[Records from a data collection]
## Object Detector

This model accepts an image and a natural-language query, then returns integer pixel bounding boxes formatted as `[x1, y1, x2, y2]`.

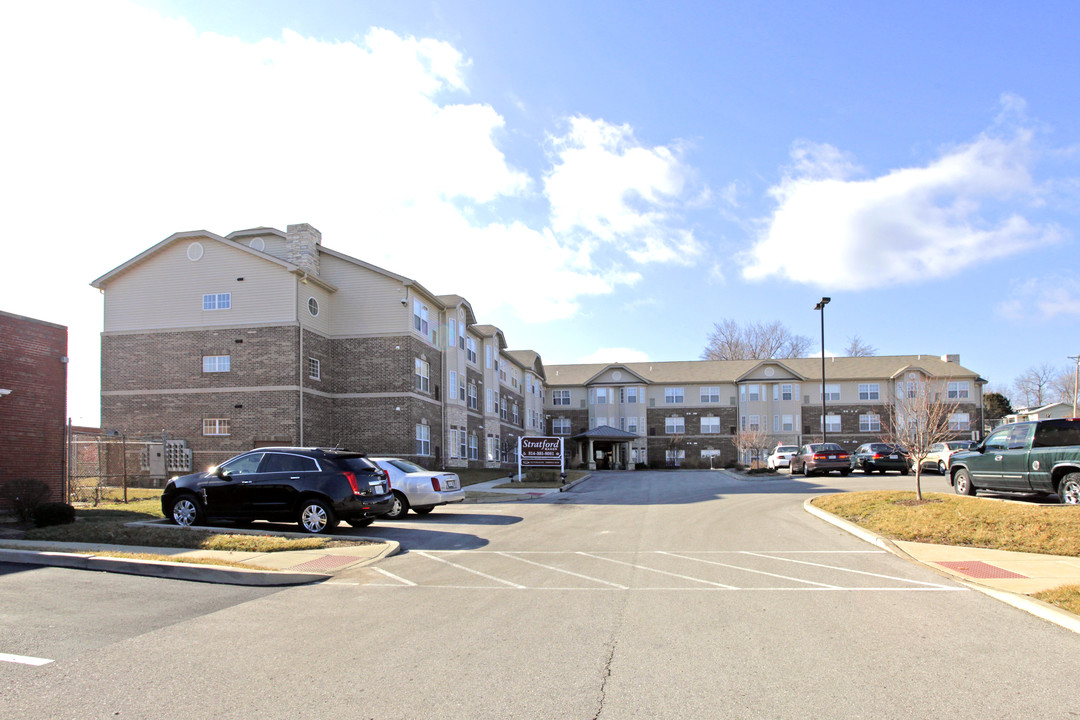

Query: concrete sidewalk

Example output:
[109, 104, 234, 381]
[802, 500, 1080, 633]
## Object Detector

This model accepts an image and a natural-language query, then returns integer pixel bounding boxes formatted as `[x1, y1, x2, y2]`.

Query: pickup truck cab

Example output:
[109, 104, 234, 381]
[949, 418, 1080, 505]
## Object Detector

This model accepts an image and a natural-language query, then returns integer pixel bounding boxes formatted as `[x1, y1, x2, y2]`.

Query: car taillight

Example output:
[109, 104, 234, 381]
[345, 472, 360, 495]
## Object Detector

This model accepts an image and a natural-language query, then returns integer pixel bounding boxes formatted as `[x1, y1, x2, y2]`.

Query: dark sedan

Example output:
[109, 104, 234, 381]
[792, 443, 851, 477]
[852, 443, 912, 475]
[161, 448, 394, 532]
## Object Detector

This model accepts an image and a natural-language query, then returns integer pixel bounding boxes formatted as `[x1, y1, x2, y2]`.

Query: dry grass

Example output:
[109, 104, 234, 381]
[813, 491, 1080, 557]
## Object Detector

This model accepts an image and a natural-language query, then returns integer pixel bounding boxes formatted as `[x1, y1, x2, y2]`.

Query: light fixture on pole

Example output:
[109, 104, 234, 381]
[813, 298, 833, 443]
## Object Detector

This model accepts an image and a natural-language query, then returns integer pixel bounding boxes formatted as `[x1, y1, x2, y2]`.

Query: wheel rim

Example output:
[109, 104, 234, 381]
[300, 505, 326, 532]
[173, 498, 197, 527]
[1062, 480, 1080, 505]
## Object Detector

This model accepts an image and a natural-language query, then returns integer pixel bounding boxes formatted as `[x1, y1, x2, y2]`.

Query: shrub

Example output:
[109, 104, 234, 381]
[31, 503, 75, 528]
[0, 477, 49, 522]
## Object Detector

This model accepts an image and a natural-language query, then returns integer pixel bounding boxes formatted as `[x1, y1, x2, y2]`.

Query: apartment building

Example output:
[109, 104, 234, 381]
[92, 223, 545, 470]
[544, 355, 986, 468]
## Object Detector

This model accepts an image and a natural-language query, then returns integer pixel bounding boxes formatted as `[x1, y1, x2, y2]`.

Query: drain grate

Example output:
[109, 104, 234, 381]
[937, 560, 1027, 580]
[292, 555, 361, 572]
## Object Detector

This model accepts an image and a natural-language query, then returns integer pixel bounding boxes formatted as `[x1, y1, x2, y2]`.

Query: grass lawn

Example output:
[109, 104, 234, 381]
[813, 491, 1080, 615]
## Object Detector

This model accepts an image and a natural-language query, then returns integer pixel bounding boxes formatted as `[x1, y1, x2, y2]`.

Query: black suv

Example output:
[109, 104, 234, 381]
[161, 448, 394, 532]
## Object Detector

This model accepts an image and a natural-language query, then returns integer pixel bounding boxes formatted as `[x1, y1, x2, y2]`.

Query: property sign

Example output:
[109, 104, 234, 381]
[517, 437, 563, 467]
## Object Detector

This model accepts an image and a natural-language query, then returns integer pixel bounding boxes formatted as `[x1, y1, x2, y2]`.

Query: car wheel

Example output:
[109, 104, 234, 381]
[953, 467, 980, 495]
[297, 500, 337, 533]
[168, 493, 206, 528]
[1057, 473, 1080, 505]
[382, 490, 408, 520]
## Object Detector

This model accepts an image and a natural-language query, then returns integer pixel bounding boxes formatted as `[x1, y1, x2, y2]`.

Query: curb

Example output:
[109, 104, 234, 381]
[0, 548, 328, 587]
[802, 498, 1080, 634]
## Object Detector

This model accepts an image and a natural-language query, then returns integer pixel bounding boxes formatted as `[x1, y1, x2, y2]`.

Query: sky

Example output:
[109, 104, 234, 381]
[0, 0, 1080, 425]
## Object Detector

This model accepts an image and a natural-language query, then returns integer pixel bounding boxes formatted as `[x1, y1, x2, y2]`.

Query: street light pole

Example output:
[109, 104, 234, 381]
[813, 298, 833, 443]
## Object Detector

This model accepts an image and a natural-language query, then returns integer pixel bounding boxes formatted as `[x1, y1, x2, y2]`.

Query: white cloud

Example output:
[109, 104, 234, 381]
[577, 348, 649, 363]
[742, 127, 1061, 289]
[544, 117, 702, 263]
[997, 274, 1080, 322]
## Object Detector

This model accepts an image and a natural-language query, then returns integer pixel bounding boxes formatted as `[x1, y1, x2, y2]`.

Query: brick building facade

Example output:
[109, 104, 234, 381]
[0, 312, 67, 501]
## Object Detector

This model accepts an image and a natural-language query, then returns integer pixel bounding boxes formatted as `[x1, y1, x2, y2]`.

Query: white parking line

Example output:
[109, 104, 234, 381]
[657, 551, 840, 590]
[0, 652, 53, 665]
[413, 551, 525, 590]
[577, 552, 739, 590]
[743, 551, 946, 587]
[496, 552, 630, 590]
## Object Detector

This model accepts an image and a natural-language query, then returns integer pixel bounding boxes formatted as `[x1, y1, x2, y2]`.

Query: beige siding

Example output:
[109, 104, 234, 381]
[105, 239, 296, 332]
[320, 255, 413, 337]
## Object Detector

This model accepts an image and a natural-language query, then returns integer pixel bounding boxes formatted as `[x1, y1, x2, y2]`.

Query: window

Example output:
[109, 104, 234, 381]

---

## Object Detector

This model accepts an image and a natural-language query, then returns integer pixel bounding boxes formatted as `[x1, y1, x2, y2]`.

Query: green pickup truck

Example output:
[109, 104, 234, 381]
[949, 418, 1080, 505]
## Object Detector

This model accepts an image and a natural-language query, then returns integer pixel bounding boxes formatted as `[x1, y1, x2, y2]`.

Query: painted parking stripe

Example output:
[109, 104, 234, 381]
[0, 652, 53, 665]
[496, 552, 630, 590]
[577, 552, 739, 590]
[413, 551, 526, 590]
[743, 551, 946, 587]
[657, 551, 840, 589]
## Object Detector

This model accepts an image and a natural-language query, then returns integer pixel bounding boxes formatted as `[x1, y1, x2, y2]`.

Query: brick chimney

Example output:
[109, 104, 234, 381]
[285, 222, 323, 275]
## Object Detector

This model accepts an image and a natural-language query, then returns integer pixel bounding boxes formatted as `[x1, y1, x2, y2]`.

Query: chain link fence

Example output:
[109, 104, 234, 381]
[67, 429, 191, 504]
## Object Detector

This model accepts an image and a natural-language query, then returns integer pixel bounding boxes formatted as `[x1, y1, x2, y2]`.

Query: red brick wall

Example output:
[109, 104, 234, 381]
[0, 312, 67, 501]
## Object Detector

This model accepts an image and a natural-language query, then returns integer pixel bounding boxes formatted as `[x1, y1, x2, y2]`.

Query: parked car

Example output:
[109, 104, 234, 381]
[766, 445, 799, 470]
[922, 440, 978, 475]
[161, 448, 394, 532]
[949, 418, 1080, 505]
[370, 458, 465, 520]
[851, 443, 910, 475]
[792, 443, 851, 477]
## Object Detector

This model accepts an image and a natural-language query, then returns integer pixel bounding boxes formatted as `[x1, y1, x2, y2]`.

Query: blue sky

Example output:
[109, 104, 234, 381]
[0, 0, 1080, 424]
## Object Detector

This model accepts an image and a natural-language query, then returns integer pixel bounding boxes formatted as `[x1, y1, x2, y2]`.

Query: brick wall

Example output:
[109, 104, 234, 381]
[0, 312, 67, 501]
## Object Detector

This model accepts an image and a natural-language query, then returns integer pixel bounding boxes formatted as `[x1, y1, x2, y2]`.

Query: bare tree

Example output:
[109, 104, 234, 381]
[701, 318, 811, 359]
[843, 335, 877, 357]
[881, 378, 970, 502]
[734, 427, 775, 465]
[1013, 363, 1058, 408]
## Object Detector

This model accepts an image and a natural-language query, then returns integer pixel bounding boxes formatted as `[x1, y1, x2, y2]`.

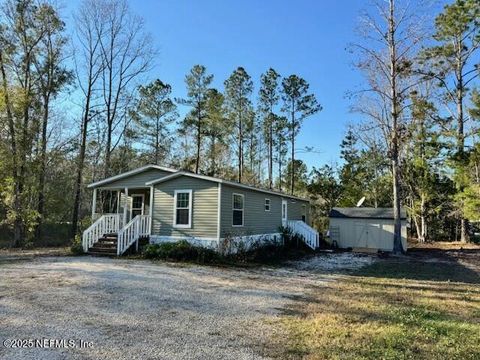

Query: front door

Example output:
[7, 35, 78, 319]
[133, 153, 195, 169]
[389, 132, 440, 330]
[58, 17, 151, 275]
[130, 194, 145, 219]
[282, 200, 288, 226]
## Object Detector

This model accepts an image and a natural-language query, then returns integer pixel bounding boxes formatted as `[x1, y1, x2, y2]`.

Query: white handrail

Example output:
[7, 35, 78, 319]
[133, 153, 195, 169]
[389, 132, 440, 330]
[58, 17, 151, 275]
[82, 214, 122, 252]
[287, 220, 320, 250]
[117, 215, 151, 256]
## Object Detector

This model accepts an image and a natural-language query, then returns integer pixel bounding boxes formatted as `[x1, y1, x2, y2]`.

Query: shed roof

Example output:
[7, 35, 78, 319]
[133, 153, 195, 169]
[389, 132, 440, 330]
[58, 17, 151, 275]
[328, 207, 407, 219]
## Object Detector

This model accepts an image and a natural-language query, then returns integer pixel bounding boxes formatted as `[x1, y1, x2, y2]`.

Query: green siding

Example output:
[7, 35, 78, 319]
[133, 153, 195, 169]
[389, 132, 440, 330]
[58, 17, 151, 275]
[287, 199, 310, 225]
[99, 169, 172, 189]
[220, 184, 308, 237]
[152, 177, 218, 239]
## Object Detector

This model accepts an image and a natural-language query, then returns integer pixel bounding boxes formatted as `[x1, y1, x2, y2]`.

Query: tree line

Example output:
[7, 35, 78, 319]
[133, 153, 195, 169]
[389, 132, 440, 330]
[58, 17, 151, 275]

--

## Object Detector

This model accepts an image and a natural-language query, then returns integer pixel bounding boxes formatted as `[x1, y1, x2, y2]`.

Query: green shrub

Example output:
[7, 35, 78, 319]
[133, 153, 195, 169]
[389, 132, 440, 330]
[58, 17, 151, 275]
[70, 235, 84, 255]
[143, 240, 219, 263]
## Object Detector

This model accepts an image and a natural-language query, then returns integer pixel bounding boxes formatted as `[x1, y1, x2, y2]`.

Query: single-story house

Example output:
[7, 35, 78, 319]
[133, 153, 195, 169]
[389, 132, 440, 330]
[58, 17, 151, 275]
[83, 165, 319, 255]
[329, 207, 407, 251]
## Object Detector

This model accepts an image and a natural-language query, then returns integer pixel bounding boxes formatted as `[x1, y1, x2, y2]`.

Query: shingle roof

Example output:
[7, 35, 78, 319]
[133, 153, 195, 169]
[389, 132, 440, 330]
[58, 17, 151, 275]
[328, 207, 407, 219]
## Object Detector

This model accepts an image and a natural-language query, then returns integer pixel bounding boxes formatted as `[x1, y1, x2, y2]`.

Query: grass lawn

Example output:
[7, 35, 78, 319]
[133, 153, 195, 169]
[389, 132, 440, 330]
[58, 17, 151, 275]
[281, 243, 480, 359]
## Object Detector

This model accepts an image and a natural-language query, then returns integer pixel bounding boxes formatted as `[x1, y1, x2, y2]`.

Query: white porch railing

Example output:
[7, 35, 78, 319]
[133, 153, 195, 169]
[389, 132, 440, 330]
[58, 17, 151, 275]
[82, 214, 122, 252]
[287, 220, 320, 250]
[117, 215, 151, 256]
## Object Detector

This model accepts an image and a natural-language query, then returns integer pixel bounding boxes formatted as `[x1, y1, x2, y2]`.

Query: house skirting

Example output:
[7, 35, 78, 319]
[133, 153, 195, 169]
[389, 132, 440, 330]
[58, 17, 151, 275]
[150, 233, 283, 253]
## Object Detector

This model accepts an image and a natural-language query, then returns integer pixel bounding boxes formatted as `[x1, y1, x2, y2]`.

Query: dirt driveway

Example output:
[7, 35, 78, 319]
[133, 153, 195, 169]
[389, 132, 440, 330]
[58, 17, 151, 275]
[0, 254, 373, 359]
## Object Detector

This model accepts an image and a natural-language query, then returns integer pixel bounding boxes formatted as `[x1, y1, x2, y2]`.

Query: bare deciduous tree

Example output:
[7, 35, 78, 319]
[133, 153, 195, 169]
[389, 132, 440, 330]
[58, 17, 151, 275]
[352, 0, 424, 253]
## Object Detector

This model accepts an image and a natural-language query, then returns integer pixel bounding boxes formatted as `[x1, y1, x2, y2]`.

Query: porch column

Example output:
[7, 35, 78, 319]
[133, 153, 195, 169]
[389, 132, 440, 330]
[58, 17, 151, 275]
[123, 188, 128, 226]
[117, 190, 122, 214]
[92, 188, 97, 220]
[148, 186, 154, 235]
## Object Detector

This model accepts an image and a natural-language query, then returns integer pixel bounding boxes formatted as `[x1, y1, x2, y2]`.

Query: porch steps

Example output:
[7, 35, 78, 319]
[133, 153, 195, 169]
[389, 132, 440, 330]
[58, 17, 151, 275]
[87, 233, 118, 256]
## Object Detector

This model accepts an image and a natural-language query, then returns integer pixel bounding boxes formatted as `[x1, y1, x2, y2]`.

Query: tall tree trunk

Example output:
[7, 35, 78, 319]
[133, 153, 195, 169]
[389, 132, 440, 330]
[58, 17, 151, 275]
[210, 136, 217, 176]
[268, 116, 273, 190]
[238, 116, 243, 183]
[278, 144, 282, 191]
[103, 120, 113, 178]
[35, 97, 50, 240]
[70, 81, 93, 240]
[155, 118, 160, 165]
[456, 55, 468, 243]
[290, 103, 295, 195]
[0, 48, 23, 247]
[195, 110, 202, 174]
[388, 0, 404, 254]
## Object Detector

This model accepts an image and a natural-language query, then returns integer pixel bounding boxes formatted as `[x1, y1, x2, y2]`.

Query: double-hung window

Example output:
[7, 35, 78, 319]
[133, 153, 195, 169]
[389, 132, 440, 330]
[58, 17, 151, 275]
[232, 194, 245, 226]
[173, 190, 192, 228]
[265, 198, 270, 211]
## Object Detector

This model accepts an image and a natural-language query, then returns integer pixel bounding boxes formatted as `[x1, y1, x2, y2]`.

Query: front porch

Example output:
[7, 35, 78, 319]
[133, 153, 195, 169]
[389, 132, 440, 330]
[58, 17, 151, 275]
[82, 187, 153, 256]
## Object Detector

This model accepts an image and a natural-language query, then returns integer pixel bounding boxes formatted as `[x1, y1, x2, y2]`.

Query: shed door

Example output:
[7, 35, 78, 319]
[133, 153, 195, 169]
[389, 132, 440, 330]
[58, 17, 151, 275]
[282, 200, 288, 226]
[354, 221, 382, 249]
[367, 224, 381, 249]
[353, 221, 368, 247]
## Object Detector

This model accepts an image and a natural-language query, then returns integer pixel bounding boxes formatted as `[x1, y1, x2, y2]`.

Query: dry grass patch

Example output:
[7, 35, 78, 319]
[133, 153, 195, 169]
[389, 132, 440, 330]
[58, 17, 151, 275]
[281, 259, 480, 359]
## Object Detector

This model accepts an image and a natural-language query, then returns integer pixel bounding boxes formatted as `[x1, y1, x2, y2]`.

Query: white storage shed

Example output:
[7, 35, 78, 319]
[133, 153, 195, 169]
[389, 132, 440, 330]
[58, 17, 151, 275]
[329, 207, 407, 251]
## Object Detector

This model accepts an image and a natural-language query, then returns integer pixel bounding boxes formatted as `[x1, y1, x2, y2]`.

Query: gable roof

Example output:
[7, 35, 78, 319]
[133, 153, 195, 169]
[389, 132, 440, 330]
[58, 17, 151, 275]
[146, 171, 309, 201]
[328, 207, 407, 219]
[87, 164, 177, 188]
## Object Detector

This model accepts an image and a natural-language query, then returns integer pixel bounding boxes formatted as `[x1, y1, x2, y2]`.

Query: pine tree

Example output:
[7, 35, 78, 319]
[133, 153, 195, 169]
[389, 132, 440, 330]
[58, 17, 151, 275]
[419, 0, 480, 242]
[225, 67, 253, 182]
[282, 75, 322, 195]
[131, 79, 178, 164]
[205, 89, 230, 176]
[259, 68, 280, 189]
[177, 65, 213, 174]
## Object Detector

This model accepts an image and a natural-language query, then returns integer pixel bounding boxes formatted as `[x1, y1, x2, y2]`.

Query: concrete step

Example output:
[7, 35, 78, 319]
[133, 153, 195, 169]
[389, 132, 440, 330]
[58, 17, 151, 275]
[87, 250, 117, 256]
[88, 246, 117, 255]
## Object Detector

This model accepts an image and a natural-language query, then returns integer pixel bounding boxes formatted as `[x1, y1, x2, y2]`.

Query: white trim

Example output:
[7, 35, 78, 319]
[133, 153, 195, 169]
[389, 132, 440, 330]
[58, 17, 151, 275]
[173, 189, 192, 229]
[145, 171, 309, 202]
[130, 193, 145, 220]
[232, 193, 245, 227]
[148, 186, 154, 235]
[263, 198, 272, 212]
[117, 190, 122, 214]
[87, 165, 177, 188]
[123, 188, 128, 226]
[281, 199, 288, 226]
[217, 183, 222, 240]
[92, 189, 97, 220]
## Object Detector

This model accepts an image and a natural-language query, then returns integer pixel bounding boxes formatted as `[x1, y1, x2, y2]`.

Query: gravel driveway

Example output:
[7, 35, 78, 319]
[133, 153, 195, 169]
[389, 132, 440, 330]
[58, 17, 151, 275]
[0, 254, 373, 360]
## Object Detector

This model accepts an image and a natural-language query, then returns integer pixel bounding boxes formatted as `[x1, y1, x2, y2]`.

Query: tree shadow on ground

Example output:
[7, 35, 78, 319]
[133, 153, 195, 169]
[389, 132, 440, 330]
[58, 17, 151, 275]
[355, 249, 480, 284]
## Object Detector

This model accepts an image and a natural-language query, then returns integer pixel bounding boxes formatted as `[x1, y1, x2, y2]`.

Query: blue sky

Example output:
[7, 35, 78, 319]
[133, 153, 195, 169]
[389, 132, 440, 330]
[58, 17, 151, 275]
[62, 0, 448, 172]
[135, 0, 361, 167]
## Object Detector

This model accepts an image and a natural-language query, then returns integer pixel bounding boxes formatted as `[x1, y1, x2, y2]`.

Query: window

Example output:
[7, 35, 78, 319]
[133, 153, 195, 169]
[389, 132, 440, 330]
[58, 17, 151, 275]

The task -
Select every line of the records that contains the string "building" and copy those lines out.

Answer to this exercise -
Query: apartment building
Query: brick building facade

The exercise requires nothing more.